(Source extract)
## Begin

Last week the city council in Mountain View, California, took a significant step toward addressing Silicon Valley's housing affordability crisis. According to the Mountain View Voice, the city council "largely gave a thumbs-up" to a new planning document for its North Bayshore district that envisions the creation of up to 10,250 units of high-density housing, though further review will be needed before the document is final. Mountain View only has about 32,000 households total, so that would be a substantial 32 percent increase.
The council's new direction is a victory for Google. The search giant has its headquarters in the North Bayshore district, owns much of the land in the area, and has long been lobbying for more housing near its sprawling corporate campus. If private developers (or perhaps Google itself) step up to realize the new vision, it could allow thousands of Google employees to find housing within walking distance of their jobs, making Google a more attractive place to work.
The big question is whether this represents an isolated victory for housing advocates or whether it's the start of a trend toward denser development in Silicon Valley more broadly. Mountain View's about-face came after voters elected a new pro-development city council in 2014. If voters in nearby municipalities elect pro-development leaders as well, it could lead to dramatic changes housing and transportation policies across the region.
Housing growth has become a hot topic in Mountain View politics
Over the past two decades, the growth of Silicon Valley's technology sector has produced a steadily worsening housing situation. Companies like Google and Facebook have minted hundreds of millionaires and provided high-paying jobs for tens of thousands of people. The supply of housing hasn't kept up, and housing costs have skyrocketed.
Affordable housing advocates have urged Mountain View to allow more construction. They've had an ally in Google, which recognizes that astronomical housing costs and long commutes make Google a less attractive place to work and has sought permission to build apartments near its corporate campus.
But until recently, the city council wasn't interested. In 2014, the city council approved a plan for the North Bayshore district that would have allowed the construction of even more office space in Google's backyard — but no new housing units.

## End

(Dataset content)
## Begin

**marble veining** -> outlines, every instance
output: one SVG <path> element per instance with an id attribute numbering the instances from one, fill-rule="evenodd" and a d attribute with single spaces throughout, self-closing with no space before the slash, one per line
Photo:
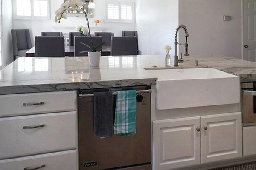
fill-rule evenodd
<path id="1" fill-rule="evenodd" d="M 165 67 L 164 55 L 102 56 L 99 67 L 90 68 L 88 57 L 20 58 L 0 71 L 0 94 L 155 84 L 157 78 L 146 71 L 151 69 L 210 67 L 242 82 L 256 81 L 253 62 L 223 57 L 184 60 L 177 68 Z"/>

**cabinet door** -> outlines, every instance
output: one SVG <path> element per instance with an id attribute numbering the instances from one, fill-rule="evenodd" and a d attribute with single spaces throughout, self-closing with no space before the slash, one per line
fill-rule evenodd
<path id="1" fill-rule="evenodd" d="M 201 116 L 202 164 L 242 156 L 241 113 Z"/>
<path id="2" fill-rule="evenodd" d="M 200 164 L 200 117 L 153 121 L 154 170 Z"/>

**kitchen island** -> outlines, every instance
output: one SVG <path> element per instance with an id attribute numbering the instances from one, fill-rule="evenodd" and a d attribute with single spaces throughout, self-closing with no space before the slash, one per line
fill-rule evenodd
<path id="1" fill-rule="evenodd" d="M 87 57 L 19 58 L 0 71 L 0 128 L 6 129 L 0 133 L 3 142 L 0 147 L 3 151 L 0 153 L 0 167 L 15 169 L 20 165 L 38 167 L 42 160 L 54 166 L 64 160 L 65 163 L 59 164 L 58 168 L 78 169 L 76 91 L 145 85 L 151 85 L 153 91 L 153 169 L 203 170 L 254 160 L 256 155 L 253 153 L 242 156 L 239 102 L 157 110 L 155 89 L 157 77 L 147 70 L 212 68 L 247 82 L 256 80 L 256 63 L 228 57 L 188 57 L 184 60 L 180 67 L 175 68 L 165 66 L 164 55 L 102 56 L 99 67 L 90 68 Z M 198 66 L 195 65 L 195 60 L 198 61 Z M 213 124 L 218 129 L 210 127 Z M 24 126 L 23 129 L 14 128 L 17 125 Z M 26 132 L 33 128 L 40 130 Z M 174 138 L 172 132 L 178 132 L 174 134 Z M 212 134 L 211 143 L 207 140 L 208 132 Z M 227 135 L 220 136 L 222 132 Z M 228 140 L 220 145 L 220 136 Z M 32 142 L 27 142 L 27 139 Z M 163 140 L 169 142 L 163 144 Z M 217 152 L 207 155 L 206 148 L 209 146 Z M 26 165 L 28 164 L 29 167 Z"/>
<path id="2" fill-rule="evenodd" d="M 256 80 L 256 63 L 229 57 L 188 57 L 179 67 L 166 67 L 163 55 L 102 56 L 99 68 L 87 57 L 19 58 L 0 71 L 0 94 L 155 84 L 145 70 L 210 67 Z M 198 66 L 195 61 L 198 61 Z"/>

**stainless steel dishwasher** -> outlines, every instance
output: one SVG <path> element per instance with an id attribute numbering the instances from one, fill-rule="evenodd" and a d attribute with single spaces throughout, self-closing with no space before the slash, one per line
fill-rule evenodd
<path id="1" fill-rule="evenodd" d="M 116 92 L 127 90 L 137 91 L 137 133 L 131 136 L 95 137 L 93 93 L 113 92 L 113 121 Z M 150 86 L 79 91 L 80 170 L 151 169 L 151 91 Z"/>

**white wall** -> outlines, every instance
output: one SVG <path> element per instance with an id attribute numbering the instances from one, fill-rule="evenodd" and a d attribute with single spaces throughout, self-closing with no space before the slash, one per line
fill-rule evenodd
<path id="1" fill-rule="evenodd" d="M 14 0 L 12 0 L 13 2 Z M 111 0 L 111 1 L 134 2 L 134 0 Z M 104 32 L 113 32 L 115 36 L 122 36 L 122 30 L 134 30 L 135 23 L 106 23 L 105 0 L 95 0 L 96 7 L 94 9 L 93 18 L 89 18 L 90 26 L 95 26 L 93 21 L 96 19 L 99 20 L 100 22 L 98 25 L 99 27 L 105 27 Z M 50 20 L 13 20 L 14 28 L 28 28 L 30 31 L 31 38 L 33 45 L 34 43 L 34 37 L 35 36 L 40 35 L 42 31 L 55 31 L 52 26 L 87 26 L 85 18 L 68 17 L 67 20 L 61 20 L 61 23 L 56 23 L 53 20 L 55 17 L 55 11 L 60 7 L 61 4 L 63 3 L 63 0 L 51 0 L 50 1 L 51 19 Z M 135 4 L 136 5 L 136 4 Z M 13 8 L 14 8 L 13 5 Z M 14 10 L 13 10 L 14 11 Z M 14 12 L 13 12 L 14 15 Z M 75 30 L 74 30 L 75 31 Z"/>
<path id="2" fill-rule="evenodd" d="M 241 1 L 179 0 L 179 23 L 188 28 L 190 55 L 242 58 Z M 232 19 L 224 21 L 223 15 Z M 184 42 L 184 32 L 179 40 Z"/>
<path id="3" fill-rule="evenodd" d="M 136 28 L 140 54 L 164 54 L 167 45 L 172 48 L 170 54 L 174 54 L 178 6 L 178 0 L 137 0 Z"/>
<path id="4" fill-rule="evenodd" d="M 2 0 L 2 52 L 3 65 L 6 66 L 13 61 L 12 45 L 11 30 L 12 27 L 12 1 Z"/>

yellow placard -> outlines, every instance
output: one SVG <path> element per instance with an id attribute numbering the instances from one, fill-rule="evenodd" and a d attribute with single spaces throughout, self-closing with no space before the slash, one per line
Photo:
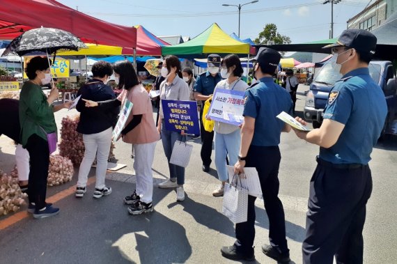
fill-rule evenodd
<path id="1" fill-rule="evenodd" d="M 0 81 L 0 92 L 19 90 L 20 83 L 18 81 Z"/>
<path id="2" fill-rule="evenodd" d="M 33 56 L 24 57 L 24 68 L 26 68 L 27 63 Z M 54 78 L 68 78 L 70 72 L 70 62 L 66 60 L 56 59 L 51 66 L 51 73 Z M 26 74 L 24 72 L 24 79 L 27 79 Z"/>

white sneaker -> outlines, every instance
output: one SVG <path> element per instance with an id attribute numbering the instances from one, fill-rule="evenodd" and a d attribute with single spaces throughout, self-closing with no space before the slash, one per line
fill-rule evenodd
<path id="1" fill-rule="evenodd" d="M 175 182 L 171 182 L 171 180 L 168 179 L 165 182 L 159 183 L 158 187 L 159 188 L 176 188 L 178 187 L 178 183 L 176 183 L 176 180 Z"/>
<path id="2" fill-rule="evenodd" d="M 176 188 L 176 201 L 181 202 L 185 200 L 185 190 L 183 187 L 180 186 Z"/>

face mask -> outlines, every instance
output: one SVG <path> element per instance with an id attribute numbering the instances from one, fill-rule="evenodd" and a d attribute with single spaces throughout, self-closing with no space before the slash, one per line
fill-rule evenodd
<path id="1" fill-rule="evenodd" d="M 208 71 L 210 72 L 210 74 L 215 75 L 215 74 L 217 74 L 219 72 L 219 67 L 208 67 Z"/>
<path id="2" fill-rule="evenodd" d="M 162 68 L 162 76 L 164 78 L 166 78 L 168 77 L 168 69 L 166 68 L 166 67 L 163 67 Z"/>
<path id="3" fill-rule="evenodd" d="M 221 77 L 224 79 L 227 79 L 231 76 L 230 72 L 228 72 L 228 69 L 221 69 Z"/>
<path id="4" fill-rule="evenodd" d="M 51 82 L 51 73 L 46 73 L 44 79 L 41 79 L 41 84 L 42 85 L 48 84 Z"/>
<path id="5" fill-rule="evenodd" d="M 341 72 L 341 68 L 342 68 L 342 64 L 343 64 L 344 63 L 345 63 L 346 61 L 348 61 L 348 59 L 345 60 L 345 61 L 343 61 L 343 63 L 341 63 L 341 64 L 336 63 L 336 61 L 338 61 L 338 56 L 339 55 L 342 55 L 343 53 L 345 53 L 346 52 L 348 52 L 349 49 L 341 53 L 340 54 L 338 54 L 337 53 L 336 53 L 335 54 L 334 54 L 334 56 L 332 56 L 332 58 L 331 58 L 331 59 L 329 60 L 329 63 L 331 63 L 331 67 L 332 67 L 332 69 L 334 69 L 334 70 L 338 73 Z"/>

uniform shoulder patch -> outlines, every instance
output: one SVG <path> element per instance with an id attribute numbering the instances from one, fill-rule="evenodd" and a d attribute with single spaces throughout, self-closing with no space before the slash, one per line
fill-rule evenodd
<path id="1" fill-rule="evenodd" d="M 338 91 L 332 91 L 331 93 L 329 93 L 329 96 L 328 97 L 328 104 L 332 104 L 338 98 L 338 95 L 339 95 Z"/>

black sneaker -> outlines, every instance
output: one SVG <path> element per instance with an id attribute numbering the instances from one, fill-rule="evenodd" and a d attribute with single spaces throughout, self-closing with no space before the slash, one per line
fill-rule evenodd
<path id="1" fill-rule="evenodd" d="M 87 192 L 87 190 L 85 187 L 76 187 L 76 192 L 75 193 L 75 195 L 76 197 L 83 197 L 86 192 Z"/>
<path id="2" fill-rule="evenodd" d="M 36 209 L 33 212 L 33 217 L 36 219 L 41 219 L 45 217 L 49 217 L 56 215 L 59 213 L 59 208 L 52 206 L 45 206 L 41 210 Z"/>
<path id="3" fill-rule="evenodd" d="M 262 246 L 262 251 L 269 258 L 273 258 L 280 263 L 288 263 L 290 261 L 289 250 L 286 252 L 281 253 L 278 249 L 270 244 L 265 244 Z"/>
<path id="4" fill-rule="evenodd" d="M 45 206 L 51 206 L 52 203 L 45 203 Z M 29 203 L 28 205 L 28 212 L 33 214 L 36 210 L 36 204 L 34 203 Z"/>
<path id="5" fill-rule="evenodd" d="M 246 254 L 238 250 L 237 247 L 234 244 L 231 247 L 222 247 L 221 253 L 224 257 L 233 261 L 253 261 L 255 260 L 254 249 L 252 249 L 252 254 Z"/>
<path id="6" fill-rule="evenodd" d="M 124 197 L 124 203 L 135 205 L 139 201 L 141 197 L 137 194 L 136 190 L 134 190 L 132 194 L 129 196 Z M 136 206 L 137 206 L 137 205 Z"/>
<path id="7" fill-rule="evenodd" d="M 153 211 L 153 205 L 152 203 L 146 203 L 139 201 L 135 204 L 136 206 L 130 206 L 128 212 L 130 215 L 141 215 L 142 212 L 150 212 Z"/>
<path id="8" fill-rule="evenodd" d="M 111 194 L 111 188 L 109 187 L 104 187 L 103 189 L 95 188 L 94 192 L 94 198 L 101 198 L 104 195 L 108 195 Z"/>
<path id="9" fill-rule="evenodd" d="M 203 171 L 204 171 L 204 172 L 210 171 L 210 166 L 209 165 L 203 164 L 203 167 L 201 169 L 203 169 Z"/>

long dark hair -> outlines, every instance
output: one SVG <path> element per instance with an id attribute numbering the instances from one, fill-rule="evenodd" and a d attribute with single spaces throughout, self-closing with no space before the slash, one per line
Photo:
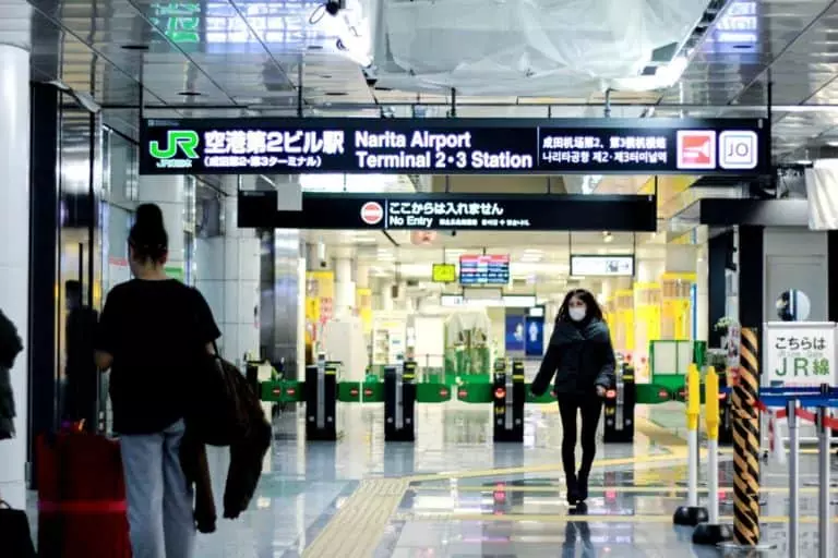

## End

(What to do)
Answer these from the Mountain View housing text.
(a) Up to how many high-density housing units does the new North Bayshore planning document envision?
(b) In what year did voters elect a new pro-development city council in Mountain View?
(c) What did the North Bayshore plan the council approved in 2014 allow, and what did it leave out?

(Result for this task)
(a) Up to 10,250 units.
(b) 2014.
(c) It allowed construction of even more office space but no new housing units.